Data listing
________________

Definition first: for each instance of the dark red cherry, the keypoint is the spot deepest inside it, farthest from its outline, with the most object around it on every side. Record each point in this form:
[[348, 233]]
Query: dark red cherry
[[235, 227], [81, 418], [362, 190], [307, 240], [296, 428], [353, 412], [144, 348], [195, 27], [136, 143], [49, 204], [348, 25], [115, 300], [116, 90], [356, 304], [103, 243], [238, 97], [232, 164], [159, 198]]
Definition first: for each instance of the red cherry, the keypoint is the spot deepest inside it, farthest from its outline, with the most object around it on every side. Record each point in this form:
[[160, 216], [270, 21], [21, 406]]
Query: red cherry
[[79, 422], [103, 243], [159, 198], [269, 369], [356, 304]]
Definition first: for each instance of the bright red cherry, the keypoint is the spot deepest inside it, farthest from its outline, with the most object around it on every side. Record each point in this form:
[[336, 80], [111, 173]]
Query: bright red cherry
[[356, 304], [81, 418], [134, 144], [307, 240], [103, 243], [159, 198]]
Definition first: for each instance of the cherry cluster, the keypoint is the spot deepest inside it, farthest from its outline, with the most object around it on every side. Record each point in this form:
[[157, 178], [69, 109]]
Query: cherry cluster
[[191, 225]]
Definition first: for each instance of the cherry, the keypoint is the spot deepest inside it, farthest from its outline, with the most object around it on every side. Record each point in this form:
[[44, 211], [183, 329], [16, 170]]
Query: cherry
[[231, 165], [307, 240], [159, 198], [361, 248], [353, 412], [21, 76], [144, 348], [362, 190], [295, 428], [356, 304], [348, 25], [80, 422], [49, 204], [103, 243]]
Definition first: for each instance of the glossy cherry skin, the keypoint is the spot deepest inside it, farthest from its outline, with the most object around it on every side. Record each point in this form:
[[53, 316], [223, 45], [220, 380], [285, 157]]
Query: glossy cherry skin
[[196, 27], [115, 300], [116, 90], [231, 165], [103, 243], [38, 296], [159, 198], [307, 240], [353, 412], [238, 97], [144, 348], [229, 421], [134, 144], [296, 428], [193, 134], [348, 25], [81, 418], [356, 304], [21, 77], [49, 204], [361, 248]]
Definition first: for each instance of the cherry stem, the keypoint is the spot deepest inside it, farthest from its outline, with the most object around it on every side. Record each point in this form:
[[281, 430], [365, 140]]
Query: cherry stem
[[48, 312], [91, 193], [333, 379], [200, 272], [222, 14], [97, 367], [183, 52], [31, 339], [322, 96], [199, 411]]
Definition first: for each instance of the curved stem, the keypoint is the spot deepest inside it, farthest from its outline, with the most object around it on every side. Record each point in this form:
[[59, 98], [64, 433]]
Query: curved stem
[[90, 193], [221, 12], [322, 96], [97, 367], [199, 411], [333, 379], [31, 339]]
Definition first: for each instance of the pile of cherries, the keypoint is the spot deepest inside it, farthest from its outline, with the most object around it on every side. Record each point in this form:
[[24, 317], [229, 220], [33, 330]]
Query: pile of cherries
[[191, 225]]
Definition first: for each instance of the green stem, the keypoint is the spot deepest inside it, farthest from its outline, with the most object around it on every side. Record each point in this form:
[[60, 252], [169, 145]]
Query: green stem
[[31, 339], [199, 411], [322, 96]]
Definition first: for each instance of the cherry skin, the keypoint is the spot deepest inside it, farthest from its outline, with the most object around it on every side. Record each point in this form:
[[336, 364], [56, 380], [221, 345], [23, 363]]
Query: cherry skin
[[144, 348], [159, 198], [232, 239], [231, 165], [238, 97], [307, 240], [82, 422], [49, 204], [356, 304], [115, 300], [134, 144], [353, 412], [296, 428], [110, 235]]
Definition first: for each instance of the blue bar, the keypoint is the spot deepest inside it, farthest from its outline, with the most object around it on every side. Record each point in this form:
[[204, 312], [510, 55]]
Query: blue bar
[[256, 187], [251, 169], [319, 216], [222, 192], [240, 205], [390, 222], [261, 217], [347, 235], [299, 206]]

________________

*What this task involves*.
Output every line of the items above as a JSON list of strings, one string per line, leaving out any blank lines.

*Answer to the exercise*.
[
  "Definition first: for each instance of the dark red cherry, the keypoint is the spot deepest inside it, farthest from its outline, with the most object around it on every side. Record each point in this form:",
  "[[348, 233]]",
  "Query: dark red cherry",
  "[[235, 227], [81, 418], [362, 190], [307, 240], [296, 428], [353, 412], [144, 348], [195, 27], [136, 143], [49, 204], [348, 25], [115, 300], [116, 90], [356, 304], [103, 243], [238, 97], [232, 164], [159, 198]]",
  "Definition first: for each instance of the red cherry, the keypoint is the spot deepest inside it, farthest from its outline, with the most object around it on every side. Record each point in this form:",
  "[[160, 216], [270, 21], [21, 406]]",
  "Query: red cherry",
  "[[79, 422], [103, 243], [159, 198], [269, 369], [356, 304]]",
  "Definition first: for each instance of the bright red cherry, the keypoint is the spot deepest inside it, farthest from its outline, with the most object around it on every side. Record each point in this form:",
  "[[336, 80], [111, 173]]",
  "Query: bright red cherry",
  "[[356, 304], [81, 418], [134, 144], [307, 240], [103, 243], [159, 198]]",
  "Definition first: for each instance of the cherry cluster, the keypoint is the spot deepest inside it, farthest from its outline, with the most object around it on every side. Record each point in this form:",
  "[[157, 178], [69, 109]]",
  "Query: cherry cluster",
  "[[191, 225]]",
  "Definition first: for each instance of the cherry, the keypoint is the spot deepest inside it, farthest from its outline, with the most object around it on every side. Record each point in this form:",
  "[[44, 211], [183, 329], [16, 170]]",
  "Query: cherry",
  "[[231, 165], [307, 240], [159, 198], [361, 248], [353, 412], [21, 76], [144, 348], [362, 190], [295, 428], [356, 304], [348, 25], [80, 422], [49, 204], [103, 243]]",
  "Definition first: for each instance of the glossy cherry skin, the keypoint is the spot deepest inside it, farthest from its outline, with the most object around it on every side. Record each point in this form:",
  "[[53, 316], [223, 45], [220, 380], [285, 157]]",
  "Query: glossy cherry skin",
  "[[196, 27], [115, 300], [116, 90], [231, 165], [103, 243], [38, 296], [159, 198], [307, 240], [353, 412], [238, 97], [144, 348], [229, 421], [134, 144], [296, 428], [193, 134], [348, 25], [81, 418], [356, 304], [21, 77], [49, 204], [361, 248]]",
  "Definition first: for each instance of the cherry stem, the keypoint is the spot deepest inside it, farthest from its outline, with the most object around it on every side. Record each point in this form:",
  "[[281, 430], [365, 140]]",
  "Query: cherry stem",
  "[[48, 312], [91, 193], [333, 379], [200, 272], [222, 14], [97, 367], [183, 52], [31, 339], [322, 96], [199, 411]]",
  "Definition first: for each instance of the curved stem, the keypoint is the spot deepest inside it, farthest from its outline, with the most object around it on every side. Record each point in this form:",
  "[[59, 98], [64, 433]]",
  "Query: curved stem",
  "[[90, 193], [221, 12], [322, 96], [97, 367], [199, 411], [333, 379], [31, 339]]",
  "Definition first: for each instance of the pile of cherries, the keypoint is the spot deepest inside it, farthest from its outline, with the most object around it on every side. Record each point in this form:",
  "[[24, 317], [229, 220], [33, 330]]",
  "Query: pile of cherries",
  "[[191, 225]]",
  "Definition first: for each instance of the green stem, the keypoint is the spot deepest inside it, farthest from its outline, with the most object around it on every side. Record each point in this form:",
  "[[60, 252], [169, 145]]",
  "Query: green stem",
  "[[31, 339], [199, 411], [322, 96]]",
  "Definition first: for each instance of the cherry skin, the keypoint is the spot deepest inside it, farthest from its outline, with the most object around it on every side. Record each point in this form:",
  "[[336, 364], [56, 380], [221, 345], [23, 363]]",
  "Query: cherry skin",
  "[[144, 348], [159, 198], [232, 239], [231, 165], [238, 97], [307, 240], [82, 422], [49, 204], [356, 304], [115, 300], [134, 144], [353, 412], [296, 428], [110, 235]]",
  "Definition first: for each instance of the blue bar, the keypoint is the spot deepest inside it, farthest from its outline, with the most object around it on every side. Record each point in this form:",
  "[[204, 312], [510, 55]]",
  "Query: blue bar",
  "[[256, 187], [251, 169], [319, 216], [222, 192], [240, 205], [390, 222], [261, 217], [347, 235], [299, 206]]"
]